| Provided entries |
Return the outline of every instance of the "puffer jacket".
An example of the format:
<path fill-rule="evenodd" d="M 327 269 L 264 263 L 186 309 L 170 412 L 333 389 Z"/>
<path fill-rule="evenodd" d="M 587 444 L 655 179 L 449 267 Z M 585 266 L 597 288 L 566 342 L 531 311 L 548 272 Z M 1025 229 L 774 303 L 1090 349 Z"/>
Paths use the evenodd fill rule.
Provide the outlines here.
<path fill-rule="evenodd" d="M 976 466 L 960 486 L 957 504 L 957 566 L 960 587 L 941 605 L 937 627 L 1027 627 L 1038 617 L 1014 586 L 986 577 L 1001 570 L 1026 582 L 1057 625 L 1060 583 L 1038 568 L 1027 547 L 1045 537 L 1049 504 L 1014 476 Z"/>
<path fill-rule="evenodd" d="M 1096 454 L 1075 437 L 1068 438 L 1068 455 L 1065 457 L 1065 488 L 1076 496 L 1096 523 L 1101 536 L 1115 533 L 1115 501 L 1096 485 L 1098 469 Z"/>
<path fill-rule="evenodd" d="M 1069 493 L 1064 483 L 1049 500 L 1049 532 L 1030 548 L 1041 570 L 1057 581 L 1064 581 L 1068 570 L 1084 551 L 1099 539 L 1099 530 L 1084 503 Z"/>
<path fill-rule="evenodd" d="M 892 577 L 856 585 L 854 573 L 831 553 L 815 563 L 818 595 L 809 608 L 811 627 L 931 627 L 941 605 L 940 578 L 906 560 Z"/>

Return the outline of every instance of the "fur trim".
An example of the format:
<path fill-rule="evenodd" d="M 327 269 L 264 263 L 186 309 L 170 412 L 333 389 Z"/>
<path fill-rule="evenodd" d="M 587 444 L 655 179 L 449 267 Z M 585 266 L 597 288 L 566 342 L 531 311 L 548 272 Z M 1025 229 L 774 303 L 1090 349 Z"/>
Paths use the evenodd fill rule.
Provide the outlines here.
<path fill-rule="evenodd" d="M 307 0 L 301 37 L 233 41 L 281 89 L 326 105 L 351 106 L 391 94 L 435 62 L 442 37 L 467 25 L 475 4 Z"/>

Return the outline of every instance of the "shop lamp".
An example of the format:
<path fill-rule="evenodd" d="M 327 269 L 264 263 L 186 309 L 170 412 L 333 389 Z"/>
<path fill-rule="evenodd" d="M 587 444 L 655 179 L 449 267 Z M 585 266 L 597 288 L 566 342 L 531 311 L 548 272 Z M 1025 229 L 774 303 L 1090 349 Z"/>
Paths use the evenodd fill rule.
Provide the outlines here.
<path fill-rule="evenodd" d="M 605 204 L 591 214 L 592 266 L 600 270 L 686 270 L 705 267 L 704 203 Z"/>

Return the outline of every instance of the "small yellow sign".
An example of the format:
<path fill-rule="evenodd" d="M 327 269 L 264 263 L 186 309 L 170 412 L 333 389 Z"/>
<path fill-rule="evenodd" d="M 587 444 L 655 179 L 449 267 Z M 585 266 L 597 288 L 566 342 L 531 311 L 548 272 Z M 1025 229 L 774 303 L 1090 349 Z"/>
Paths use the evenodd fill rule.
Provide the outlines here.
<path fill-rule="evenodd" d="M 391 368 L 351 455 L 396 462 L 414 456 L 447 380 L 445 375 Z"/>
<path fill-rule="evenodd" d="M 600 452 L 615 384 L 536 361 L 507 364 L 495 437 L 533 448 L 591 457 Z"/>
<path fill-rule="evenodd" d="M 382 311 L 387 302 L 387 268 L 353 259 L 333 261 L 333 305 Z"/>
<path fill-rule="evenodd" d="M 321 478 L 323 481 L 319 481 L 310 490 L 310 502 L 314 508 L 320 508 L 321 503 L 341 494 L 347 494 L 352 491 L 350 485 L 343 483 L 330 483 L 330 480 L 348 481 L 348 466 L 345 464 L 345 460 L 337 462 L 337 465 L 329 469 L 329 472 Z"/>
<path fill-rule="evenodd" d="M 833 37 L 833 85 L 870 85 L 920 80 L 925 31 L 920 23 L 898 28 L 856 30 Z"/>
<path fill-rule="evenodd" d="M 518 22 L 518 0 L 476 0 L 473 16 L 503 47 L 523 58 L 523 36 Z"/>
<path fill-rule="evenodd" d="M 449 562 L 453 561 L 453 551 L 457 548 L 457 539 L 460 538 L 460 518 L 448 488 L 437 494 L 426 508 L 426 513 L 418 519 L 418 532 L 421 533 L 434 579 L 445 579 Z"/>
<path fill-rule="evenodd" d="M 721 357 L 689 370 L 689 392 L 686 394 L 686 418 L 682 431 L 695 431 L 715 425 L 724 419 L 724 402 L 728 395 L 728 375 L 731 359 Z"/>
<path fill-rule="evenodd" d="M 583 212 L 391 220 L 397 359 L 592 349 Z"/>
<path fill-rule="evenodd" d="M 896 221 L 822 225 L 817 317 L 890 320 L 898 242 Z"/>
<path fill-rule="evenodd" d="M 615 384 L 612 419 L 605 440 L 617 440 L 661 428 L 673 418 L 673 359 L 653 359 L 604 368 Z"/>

| Task instructions |
Pull out every line from the rows above that contains the word "instance".

| The output |
Return the outline of every instance of the "puffer jacket".
Return the outline of every instance of the "fur trim".
Return the outline of every instance of the "shop lamp".
Return the outline of every instance of the "small yellow sign".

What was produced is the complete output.